What to work on
A. Return the stretch from "Software is eating" through "on legacy technology." in the passage on Max Levchin, copied word for word.
B. The passage on Max Levchin describes several trends, each opening its own paragraph with a short name. List every trend name it gives.
C. Please write what comes next in the passage on Max Levchin, picking up after its final sentence.

Selected excerpt
+ + +
Thinking big, with an assist from AI
Max Levchin is one of the “Paypal Mafia,” cofounders of PayPal that have gone on to be significant investors and founders in other startups. Levchin thinks too many entrepreneurs aren’t thinking big enough – they’re often just refining or doing a new twist on an old model. He likes big ideas – ones that can disrupt old businesses, and ideas that can scare the incumbents. He described five major trends or secular changes that will redefine established industries. They’re not all about technology per se, but technology is the enabler for the sea changes.
Human-assisted artificial intelligence. Over time, you might train computers to look at a picture of a growth on your skin and to correctly analyze it when compared to a set of known problems and practices. With human-assisted AI, you can “crowdsource” the knowledge, feeding that picture to thousands of doctors at the same time and learning what the consensus is in how to treat the problem.
Software is eating other software. This is the idea that there already is a lot of software in established businesses, but it is based on old technology that is much less flexible. In the same sense that computing changed radically first with PCs replacing centralized computing, and smartphones again putting the power of yesterday’s supercomputer in your pocket today, new platforms can radically change delivery of products and services. These new platforms run new software, and enable new services to be developed and deployed far quicker than on legacy technology.
Beneficence. This concept about creating a business that is focused on customer satisfaction and trust, as opposed to maximizing profit. It’s also about transparency, where the company’s business practices are to be as open as possible with what its processes are, and how a customer’s information is being used. He cites many examples, especially in his favorite industry (financial services), where late fees are the biggest revenue component in many consumer loan services. Maximizing for that is not exactly in your customer’s best interest.
+ + +
Information provided
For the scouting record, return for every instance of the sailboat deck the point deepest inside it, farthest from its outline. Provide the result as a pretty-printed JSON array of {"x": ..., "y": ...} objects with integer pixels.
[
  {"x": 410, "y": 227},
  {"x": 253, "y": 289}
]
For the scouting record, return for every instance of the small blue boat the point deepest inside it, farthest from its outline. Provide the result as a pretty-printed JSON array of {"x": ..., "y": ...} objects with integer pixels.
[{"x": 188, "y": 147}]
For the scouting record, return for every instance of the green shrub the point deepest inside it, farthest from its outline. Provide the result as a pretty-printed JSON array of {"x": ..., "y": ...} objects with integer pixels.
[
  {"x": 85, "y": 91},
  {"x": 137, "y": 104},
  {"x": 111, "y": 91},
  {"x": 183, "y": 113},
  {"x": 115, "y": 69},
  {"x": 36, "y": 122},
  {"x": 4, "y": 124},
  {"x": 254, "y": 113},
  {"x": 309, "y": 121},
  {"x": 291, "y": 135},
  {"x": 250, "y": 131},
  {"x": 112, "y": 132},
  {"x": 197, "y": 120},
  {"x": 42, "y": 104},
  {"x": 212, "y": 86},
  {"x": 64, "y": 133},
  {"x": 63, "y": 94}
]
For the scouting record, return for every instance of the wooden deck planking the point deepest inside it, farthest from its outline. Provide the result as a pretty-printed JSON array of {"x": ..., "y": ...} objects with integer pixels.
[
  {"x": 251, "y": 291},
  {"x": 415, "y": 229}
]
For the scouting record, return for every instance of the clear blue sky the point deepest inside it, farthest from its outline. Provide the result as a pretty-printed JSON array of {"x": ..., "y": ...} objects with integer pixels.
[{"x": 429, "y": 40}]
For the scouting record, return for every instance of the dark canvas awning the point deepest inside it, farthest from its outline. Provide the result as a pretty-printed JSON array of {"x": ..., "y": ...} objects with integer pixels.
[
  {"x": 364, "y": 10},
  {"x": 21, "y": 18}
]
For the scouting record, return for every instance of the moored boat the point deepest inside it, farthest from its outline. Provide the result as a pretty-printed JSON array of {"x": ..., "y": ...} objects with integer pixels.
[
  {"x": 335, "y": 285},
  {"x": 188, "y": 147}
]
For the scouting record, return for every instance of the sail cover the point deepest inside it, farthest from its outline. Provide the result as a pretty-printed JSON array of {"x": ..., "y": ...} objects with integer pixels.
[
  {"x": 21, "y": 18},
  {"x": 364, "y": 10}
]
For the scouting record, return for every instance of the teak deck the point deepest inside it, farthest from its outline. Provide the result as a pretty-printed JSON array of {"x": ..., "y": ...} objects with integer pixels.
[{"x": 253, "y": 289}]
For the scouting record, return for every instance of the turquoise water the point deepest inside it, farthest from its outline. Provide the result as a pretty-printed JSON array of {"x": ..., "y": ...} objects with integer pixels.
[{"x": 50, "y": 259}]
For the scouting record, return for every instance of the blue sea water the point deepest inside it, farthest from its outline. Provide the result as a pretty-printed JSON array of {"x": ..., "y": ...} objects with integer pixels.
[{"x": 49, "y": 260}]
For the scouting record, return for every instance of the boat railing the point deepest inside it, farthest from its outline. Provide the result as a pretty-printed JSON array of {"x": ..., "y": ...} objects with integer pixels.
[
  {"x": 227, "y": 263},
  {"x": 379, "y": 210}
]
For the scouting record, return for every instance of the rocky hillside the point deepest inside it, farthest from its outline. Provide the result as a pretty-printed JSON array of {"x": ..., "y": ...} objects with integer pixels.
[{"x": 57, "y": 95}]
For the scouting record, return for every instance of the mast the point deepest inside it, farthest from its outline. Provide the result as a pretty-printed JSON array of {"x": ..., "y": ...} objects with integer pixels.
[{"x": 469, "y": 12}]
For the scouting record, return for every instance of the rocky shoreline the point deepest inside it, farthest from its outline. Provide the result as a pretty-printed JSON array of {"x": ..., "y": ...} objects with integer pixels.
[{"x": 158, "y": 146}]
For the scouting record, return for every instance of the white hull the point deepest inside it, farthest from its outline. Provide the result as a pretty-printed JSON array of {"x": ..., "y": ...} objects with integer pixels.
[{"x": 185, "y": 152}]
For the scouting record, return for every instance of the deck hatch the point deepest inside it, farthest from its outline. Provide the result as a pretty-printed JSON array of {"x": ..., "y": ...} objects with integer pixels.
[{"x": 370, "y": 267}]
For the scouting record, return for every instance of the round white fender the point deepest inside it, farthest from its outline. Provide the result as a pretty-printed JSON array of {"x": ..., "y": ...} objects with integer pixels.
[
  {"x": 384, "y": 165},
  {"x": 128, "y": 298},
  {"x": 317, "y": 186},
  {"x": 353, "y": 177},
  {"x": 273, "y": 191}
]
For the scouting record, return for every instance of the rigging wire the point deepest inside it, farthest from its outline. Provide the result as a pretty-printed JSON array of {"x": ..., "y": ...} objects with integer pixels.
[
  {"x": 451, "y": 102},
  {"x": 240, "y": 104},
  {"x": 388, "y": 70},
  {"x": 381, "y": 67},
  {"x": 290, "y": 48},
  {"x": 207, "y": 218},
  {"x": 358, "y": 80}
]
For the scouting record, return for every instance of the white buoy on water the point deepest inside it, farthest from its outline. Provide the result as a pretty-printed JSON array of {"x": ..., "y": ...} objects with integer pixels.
+ + +
Task responses
A.
Software is eating other software. This is the idea that there already is a lot of software in established businesses, but it is based on old technology that is much less flexible. In the same sense that computing changed radically first with PCs replacing centralized computing, and smartphones again putting the power of yesterday’s supercomputer in your pocket today, new platforms can radically change delivery of products and services. These new platforms run new software, and enable new services to be developed and deployed far quicker than on legacy technology.

B.
Human-assisted artificial intelligence
Software is eating other software
Beneficence

C.
Fractal Knowledge. This is where a company can get good at a specific thing or niche, and leverage that niche into a dominant position within a big industry. Levchin used the example of a company that gets good at making valves, and then leverages that into making pipes – there are loads of applications for valves and pipes. In software, one can look at a company like Salesforce, which is expert at CRM. I would argue that CRM is a narrow but huge niche in software, as CRM is a core platform need across almost any industry. Salesforce itself has become a platform for a whole variety of CRM based applications.
Lecvhin is currently the founder and CEO of Affirm, a new B2B2C financial services firm that offers installment financing capability to consumers through merchants that aims to ride the waves he talks about. Financial services, he thinks, is one of those industries that continues to be ripe for disruption based on the waves he describes.
It’s not difficult to think other huge businesses that need disruption because of cost, inefficiencies, and general customer dissatisfaction – health care and airlines easily come to mind. Here’s hoping that a new wave of different thinking entrepreneurs will use technology to tackle the big challenges in remaking these industries.
Regulatory Arbitrage. Regulations can create new opportunities. Levchin cited Tesla exploiting government subsidies that lower the effective cost of its cars (for now), and provisions of the Affordable Care Act (ACA) that requires the development of APIs for access to electronic health care records – with penalties for those who don’t comply.